# DIRECTIONS
1 - Translate this sentence from the lab description on animal behavior and evolution below into Spanish: "We have previously worked on projects in several other fields of biology, including: cell biology, microbiology, metabolism, systems biology, and arthropod systematics."
2 - For each statement, state whether it agrees with the lab description on animal behavior and evolution below, answering yes or no and quoting the words that decide it. (a) The lab studies fruit flies from the genus Drosophila. (b) The two periodic cicada species with overlapping range emerge to mate after the same interval of years. (c) The two Gryllus cricket species occupy different ecological niches.

+++ SELECTED EXTRACT +++

T
he animal kingdom contains staggering morphological diversity, but even greater variety is manifest in animal behavior. All animals display species-specific ecological behaviors (such as preferentially interacting with members of the same species), and behavior alone can distinguish species that are otherwise morphologically identical - e.g. two cricket species in the genus Gryllus that inhabit the same range and ecological niche but are distinguished only by distinct mating songs.

Moreover, evolution and behavior exert reciprocal influences on each other - while evolution can diversify behavior, behavior can constrain the evolution of species. For example, in sympatric speciation, behavior provides the reproductive barrier between sub-populations whose hybrid offspring have reduced fitness. In another classic example, two species of periodic cicada with overlapping range emerge to mate after different prime-numbered year intervals, a behavioral strategy that reduces the evolutionary pressures associated with multiple swarms emerging in the same year and periodically abundant predators.

The goal of our lab is to understand the neurobiological mechanisms of ecologically and evolutionarily relevant behaviors using techniques drawn from circuit-driven neuroscience, comparative genomics, and ethology, as they are manifested in fruit flies from the genus Drosophila.

We have previously worked on projects in several other fields of biology, including: cell biology, microbiology, metabolism, systems biology, and arthropod systematics.

W
hat genetic changes underly the evolved differences in behavior between related strains and species?
A number of classic fly behavior papers (Dobzhansky et al., 1974; Levene et al., 1976) showed that natural populations of Drosophila pseudoobscura could be artificially selected for positive and negative phototaxis over a small number of generations.

This genetic plasticity likely has mediated the strain and species-level differences in phototaxis we have observed using a number of assays. We are currently using quantitative trait localization to identify the genetic loci responsible for the behavioral differences between several pairs of Drosophila species and strains.

+++ DATASET EXTRACT +++

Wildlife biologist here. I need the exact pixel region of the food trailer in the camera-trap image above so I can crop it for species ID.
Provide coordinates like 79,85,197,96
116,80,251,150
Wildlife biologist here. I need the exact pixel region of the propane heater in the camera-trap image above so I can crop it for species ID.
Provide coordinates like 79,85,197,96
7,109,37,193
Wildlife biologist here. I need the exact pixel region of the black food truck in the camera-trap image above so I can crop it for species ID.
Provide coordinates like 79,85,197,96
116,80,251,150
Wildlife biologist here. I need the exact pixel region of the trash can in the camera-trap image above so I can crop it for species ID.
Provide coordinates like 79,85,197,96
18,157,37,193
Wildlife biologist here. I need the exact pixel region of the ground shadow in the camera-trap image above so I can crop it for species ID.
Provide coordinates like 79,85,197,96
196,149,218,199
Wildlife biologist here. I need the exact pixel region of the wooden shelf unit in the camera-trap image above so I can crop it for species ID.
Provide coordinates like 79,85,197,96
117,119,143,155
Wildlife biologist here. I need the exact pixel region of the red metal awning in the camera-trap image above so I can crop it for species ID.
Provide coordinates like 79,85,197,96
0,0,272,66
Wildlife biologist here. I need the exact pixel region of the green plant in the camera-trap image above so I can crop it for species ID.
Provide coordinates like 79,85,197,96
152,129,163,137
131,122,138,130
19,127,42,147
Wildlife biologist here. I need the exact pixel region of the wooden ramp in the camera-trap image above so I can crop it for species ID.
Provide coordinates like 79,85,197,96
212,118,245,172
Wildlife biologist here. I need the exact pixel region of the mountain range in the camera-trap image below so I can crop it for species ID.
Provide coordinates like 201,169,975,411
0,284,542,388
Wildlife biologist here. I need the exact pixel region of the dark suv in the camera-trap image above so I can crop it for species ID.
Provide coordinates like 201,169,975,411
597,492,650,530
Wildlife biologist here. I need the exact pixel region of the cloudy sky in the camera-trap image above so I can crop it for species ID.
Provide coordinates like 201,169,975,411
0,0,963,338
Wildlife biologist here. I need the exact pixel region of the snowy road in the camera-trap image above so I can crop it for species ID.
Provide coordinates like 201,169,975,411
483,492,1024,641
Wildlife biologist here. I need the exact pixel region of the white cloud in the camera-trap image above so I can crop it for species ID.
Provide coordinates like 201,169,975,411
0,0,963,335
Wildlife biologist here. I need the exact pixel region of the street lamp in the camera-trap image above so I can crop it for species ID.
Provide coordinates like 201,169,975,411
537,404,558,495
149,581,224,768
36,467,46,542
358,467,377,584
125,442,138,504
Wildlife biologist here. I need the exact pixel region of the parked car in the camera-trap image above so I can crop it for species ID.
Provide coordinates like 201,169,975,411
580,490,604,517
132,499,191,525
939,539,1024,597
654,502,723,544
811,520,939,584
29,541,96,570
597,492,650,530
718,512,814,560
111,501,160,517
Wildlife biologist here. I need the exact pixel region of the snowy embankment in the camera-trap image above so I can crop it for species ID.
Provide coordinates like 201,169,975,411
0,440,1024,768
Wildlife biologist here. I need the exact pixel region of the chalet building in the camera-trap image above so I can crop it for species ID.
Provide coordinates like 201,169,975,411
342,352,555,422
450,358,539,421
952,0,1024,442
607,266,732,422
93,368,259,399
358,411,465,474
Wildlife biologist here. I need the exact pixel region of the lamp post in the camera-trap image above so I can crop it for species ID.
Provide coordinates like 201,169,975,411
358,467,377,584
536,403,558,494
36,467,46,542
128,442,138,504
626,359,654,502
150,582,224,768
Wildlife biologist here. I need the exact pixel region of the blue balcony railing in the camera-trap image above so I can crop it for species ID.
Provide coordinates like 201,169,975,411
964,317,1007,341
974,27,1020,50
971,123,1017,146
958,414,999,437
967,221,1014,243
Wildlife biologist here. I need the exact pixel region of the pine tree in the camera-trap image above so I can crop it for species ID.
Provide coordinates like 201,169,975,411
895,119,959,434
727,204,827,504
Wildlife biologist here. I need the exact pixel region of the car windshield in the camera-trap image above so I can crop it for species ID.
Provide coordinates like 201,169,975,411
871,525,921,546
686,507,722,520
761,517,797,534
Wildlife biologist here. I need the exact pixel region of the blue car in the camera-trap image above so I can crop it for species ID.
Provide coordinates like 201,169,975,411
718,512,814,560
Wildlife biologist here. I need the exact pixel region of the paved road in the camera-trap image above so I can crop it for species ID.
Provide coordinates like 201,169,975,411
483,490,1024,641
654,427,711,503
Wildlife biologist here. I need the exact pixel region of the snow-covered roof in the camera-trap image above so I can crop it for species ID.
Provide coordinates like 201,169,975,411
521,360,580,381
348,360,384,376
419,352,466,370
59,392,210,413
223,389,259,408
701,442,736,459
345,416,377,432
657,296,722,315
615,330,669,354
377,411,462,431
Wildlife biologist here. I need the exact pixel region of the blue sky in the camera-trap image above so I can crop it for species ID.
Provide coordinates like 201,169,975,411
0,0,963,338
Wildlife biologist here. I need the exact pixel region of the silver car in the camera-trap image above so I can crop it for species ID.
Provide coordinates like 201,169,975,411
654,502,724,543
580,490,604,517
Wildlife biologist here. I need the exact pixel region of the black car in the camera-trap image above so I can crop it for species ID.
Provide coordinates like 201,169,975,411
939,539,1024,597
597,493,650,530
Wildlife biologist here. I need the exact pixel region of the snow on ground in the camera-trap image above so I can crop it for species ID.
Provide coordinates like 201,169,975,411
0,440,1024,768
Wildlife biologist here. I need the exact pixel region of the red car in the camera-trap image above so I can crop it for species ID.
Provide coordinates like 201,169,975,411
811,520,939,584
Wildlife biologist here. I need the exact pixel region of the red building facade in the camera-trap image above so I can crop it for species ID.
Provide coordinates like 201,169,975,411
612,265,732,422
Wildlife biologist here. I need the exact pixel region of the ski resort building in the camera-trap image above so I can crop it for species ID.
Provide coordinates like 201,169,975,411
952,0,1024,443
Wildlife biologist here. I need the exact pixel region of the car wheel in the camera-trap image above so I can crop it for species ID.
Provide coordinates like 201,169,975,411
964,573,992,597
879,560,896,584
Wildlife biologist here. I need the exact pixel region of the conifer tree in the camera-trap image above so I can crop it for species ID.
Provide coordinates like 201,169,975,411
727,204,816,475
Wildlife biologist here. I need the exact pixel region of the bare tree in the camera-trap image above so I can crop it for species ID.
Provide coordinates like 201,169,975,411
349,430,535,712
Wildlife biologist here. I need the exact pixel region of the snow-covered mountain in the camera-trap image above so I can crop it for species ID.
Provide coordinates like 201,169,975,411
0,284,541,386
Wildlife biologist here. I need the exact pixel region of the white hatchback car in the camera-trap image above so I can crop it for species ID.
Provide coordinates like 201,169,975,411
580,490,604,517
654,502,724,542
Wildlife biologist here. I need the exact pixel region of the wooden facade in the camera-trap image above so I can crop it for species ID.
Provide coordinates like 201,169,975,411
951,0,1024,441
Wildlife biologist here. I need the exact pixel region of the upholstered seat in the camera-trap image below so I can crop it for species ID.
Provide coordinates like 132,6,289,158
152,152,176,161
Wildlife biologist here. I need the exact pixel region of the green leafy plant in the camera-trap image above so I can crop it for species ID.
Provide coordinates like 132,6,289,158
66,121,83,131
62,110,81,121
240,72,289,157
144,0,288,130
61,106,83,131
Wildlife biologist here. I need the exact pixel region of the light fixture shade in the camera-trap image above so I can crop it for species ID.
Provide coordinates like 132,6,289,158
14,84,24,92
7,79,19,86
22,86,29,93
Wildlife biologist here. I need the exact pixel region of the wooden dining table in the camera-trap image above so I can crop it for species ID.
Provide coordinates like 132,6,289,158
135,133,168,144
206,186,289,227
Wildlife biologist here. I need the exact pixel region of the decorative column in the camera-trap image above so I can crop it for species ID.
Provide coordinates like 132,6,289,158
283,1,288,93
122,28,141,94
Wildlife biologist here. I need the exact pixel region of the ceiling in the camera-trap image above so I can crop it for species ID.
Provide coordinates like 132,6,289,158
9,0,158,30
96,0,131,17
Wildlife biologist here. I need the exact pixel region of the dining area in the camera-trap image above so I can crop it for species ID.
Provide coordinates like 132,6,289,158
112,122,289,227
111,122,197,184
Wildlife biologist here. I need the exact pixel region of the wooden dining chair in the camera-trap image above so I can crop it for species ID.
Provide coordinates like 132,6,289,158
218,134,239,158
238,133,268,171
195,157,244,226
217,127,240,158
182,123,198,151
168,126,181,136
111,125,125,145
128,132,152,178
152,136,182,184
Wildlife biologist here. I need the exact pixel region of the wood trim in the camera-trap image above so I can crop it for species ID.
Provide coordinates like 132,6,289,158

+++

# EXPECTED RESPONSES
1 - Anteriormente hemos trabajado en proyectos de varios otros campos de la biología, entre ellos: biología celular, microbiología, metabolismo, biología de sistemas y sistemática de artrópodos.

2 -
(a) Yes: "as they are manifested in fruit flies from the genus Drosophila"
(b) No: "emerge to mate after different prime-numbered year intervals"
(c) No: "inhabit the same range and ecological niche"